### EXERCISE REQUIREMENTS
Keep only the lines of the entries below that contain the word "above", and copy each of those lines unchanged.

### THE RECORDS
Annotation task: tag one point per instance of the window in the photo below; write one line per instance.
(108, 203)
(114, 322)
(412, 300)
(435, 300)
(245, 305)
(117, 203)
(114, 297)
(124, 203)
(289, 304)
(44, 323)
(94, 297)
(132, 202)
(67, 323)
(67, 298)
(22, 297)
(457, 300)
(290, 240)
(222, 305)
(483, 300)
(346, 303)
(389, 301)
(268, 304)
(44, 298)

---

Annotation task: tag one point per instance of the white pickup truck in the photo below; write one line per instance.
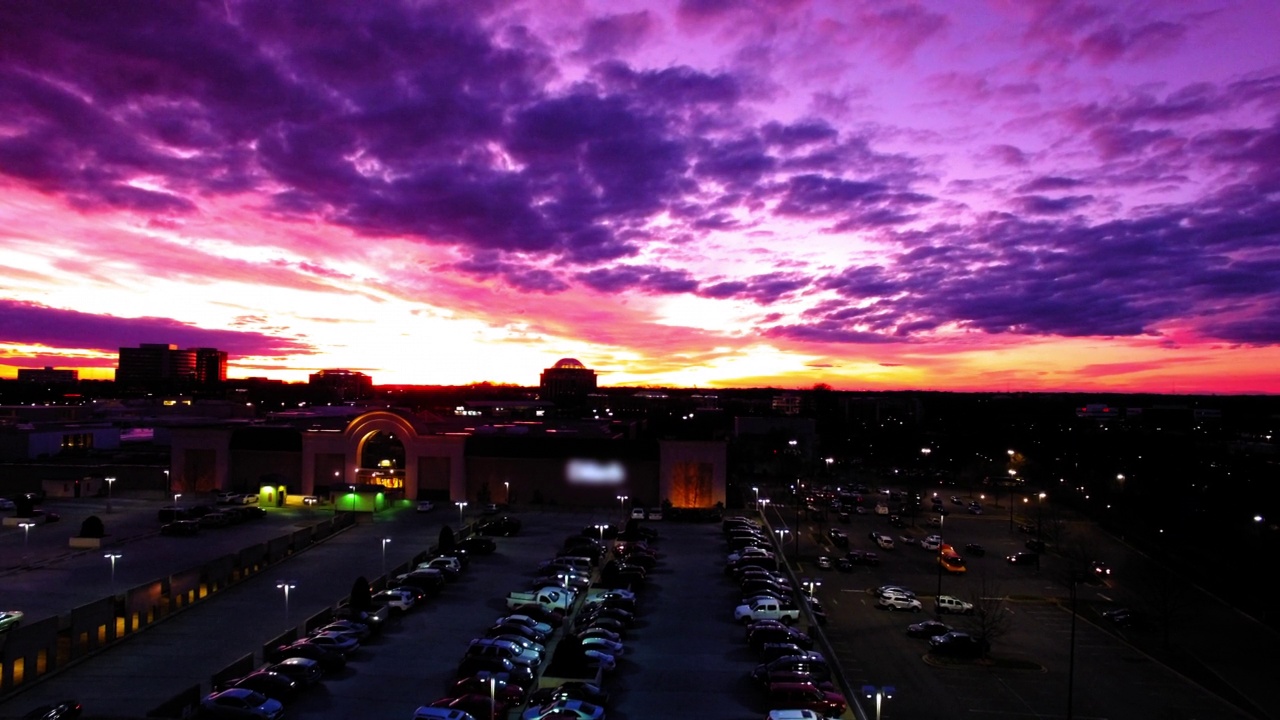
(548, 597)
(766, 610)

...

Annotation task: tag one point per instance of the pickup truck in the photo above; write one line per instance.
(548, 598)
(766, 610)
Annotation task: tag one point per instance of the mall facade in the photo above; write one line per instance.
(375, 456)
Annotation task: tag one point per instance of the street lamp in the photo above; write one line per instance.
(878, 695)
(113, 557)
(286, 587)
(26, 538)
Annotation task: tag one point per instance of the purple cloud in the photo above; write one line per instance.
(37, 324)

### FINAL RESULT
Annotation task: tag one point per instance of the pickup truck in the photo above; write one line per instance.
Annotation task: tag one point per instance of the mall facade in the photo above; write one line per instance.
Annotation task: tag one point per instance of the street lamp in the photo above; write one line per instance.
Annotation task: tag one point per instance of the purple cloud in the photo above; write one line per instance.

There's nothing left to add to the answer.